§ **取り組む課題**: ページ抜粋によると、筆者は何歳のときに東京の外資系コンサル会社を退職しましたか。

§ **ページ抜粋**:

BlueVancouver- アラサー エンジニア転職@カナダ

現在アラサーの駆け出しエンジニア。[文系学部卒]にも関わらず26歳の時にSoftware Engineerになる事を決意。東京の外資系コンサル会社を26歳で退職し、カナダでのコンピュータサイエンスの大学に理転しました。(業務未経験) & (アラサーからの理転) & (いきなりカナダ) ですが、日本人としてもっと多様なキャリアがあってもいいと思い、情報共有しております。Youtube: https://www.youtube.com/channel/UCpa0EIrdETaR2gunXDEz-7A

2021 Fall semesterの学業での学び

2021年9月からは学業に戻り、以下のコースを受講しました。

1.Computer Network

2.Artificial Intelligence

3.Numerical Analysis

4.Intermediate Ordinary Differential Equation

5.Mathematical Modelling

 

この頃から、学ぶ内容も難しくなってきて、5つ取るのが結構きつく感じました。

それぞれの学びを自分用に残しておこうと思います。

[自然言語による物体グラウンディングデータ]
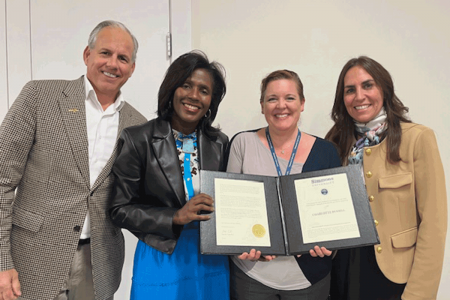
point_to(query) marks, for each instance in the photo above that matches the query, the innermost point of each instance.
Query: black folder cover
(283, 216)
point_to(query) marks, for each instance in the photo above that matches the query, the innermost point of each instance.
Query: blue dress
(184, 274)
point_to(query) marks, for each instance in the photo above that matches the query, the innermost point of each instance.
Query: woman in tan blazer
(405, 183)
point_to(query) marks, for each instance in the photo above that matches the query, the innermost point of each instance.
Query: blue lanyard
(274, 156)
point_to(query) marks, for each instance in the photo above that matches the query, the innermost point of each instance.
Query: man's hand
(9, 285)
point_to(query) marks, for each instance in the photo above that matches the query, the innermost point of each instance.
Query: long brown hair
(343, 131)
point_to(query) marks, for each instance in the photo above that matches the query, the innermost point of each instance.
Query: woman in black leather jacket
(156, 192)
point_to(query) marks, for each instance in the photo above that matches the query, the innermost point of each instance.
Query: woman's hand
(320, 252)
(254, 255)
(191, 210)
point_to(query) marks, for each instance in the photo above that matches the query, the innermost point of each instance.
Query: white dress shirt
(102, 127)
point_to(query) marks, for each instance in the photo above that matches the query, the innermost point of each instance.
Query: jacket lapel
(73, 112)
(165, 149)
(209, 153)
(125, 120)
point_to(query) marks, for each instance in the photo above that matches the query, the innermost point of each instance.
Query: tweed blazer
(44, 158)
(149, 187)
(409, 204)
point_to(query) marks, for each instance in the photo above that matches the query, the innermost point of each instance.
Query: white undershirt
(102, 127)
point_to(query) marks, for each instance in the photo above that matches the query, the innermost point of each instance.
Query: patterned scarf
(371, 132)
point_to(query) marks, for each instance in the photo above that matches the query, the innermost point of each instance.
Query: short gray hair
(109, 23)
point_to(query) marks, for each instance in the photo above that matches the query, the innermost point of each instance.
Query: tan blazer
(409, 205)
(44, 158)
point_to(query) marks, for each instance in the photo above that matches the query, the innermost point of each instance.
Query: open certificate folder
(286, 215)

§ **課題の解答**: 26歳のときです。